◆ DIRECTIONS ◆
In the listing below, locate the line that contains "TARGET: green foliage background" and the line that contains "TARGET: disc floret". Restate word for word those two lines and every line between them, and nothing else.

===== RECORDS PROVIDED

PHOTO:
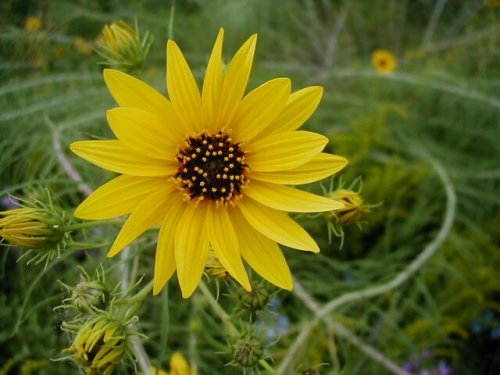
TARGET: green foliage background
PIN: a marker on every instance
(442, 102)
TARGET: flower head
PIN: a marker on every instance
(122, 47)
(211, 168)
(384, 61)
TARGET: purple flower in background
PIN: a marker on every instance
(444, 369)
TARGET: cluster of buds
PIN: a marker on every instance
(122, 47)
(36, 226)
(102, 324)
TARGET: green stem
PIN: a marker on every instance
(142, 293)
(267, 367)
(218, 309)
(91, 224)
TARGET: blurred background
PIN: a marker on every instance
(433, 96)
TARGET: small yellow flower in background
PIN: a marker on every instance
(179, 365)
(122, 47)
(384, 61)
(82, 46)
(33, 23)
(211, 168)
(353, 206)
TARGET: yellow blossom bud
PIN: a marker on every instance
(353, 206)
(121, 46)
(179, 365)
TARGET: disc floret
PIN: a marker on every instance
(212, 166)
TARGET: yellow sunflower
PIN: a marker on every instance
(211, 168)
(384, 61)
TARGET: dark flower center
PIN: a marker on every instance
(212, 167)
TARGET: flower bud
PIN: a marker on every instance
(213, 266)
(353, 206)
(41, 227)
(179, 365)
(121, 46)
(247, 350)
(87, 295)
(100, 344)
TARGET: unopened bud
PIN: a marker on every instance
(41, 227)
(122, 47)
(353, 206)
(254, 300)
(100, 344)
(213, 266)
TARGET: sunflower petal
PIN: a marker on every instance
(129, 91)
(236, 80)
(212, 85)
(276, 225)
(118, 197)
(285, 198)
(261, 253)
(284, 151)
(300, 106)
(144, 132)
(182, 88)
(260, 107)
(321, 166)
(115, 156)
(165, 250)
(191, 251)
(225, 244)
(147, 214)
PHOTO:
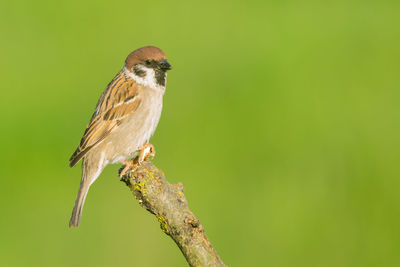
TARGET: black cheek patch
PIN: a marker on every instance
(138, 71)
(160, 77)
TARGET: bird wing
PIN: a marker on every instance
(118, 100)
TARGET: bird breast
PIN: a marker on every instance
(137, 129)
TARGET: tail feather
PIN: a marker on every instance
(79, 202)
(91, 169)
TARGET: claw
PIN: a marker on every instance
(131, 165)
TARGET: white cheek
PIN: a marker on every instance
(148, 80)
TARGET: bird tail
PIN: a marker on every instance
(91, 169)
(79, 202)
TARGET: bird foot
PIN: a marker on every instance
(146, 151)
(132, 165)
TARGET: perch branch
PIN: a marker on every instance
(168, 203)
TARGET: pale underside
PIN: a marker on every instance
(125, 118)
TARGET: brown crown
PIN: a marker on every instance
(142, 54)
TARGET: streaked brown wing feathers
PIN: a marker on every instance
(118, 101)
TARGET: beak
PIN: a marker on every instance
(165, 65)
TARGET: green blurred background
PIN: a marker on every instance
(281, 119)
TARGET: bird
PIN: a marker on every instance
(125, 118)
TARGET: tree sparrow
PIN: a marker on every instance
(125, 118)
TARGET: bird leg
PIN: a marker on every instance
(144, 152)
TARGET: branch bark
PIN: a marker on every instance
(168, 203)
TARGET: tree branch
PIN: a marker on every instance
(168, 203)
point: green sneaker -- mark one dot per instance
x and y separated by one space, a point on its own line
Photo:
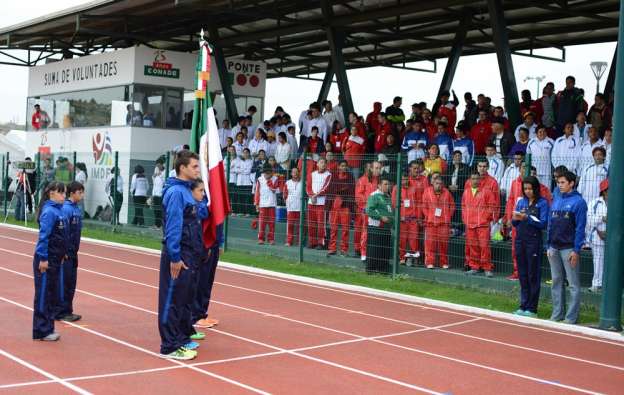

==========

◆ TASK RESPONSE ◆
TARGET: green foliage background
PIN: a marker on every instance
(442, 102)
TARGET: flower head
PIN: a marker on every instance
(122, 47)
(211, 168)
(384, 61)
TARGET: purple flower in background
PIN: a marker on every instance
(444, 369)
TARGET: cluster of buds
PIN: a marker on every instance
(122, 47)
(36, 226)
(102, 324)
TARGET: green stem
PIN: a marker on every instance
(142, 293)
(267, 367)
(218, 309)
(91, 224)
TARGET: blurred background
PIN: a marker on every instance
(433, 96)
TARGET: small yellow flower in background
PIN: a marker on every instance
(179, 365)
(122, 47)
(384, 61)
(82, 46)
(33, 23)
(211, 168)
(353, 206)
TARGET: yellow blossom bud
PIN: a marker on every instance
(353, 206)
(121, 46)
(179, 365)
TARGET: disc floret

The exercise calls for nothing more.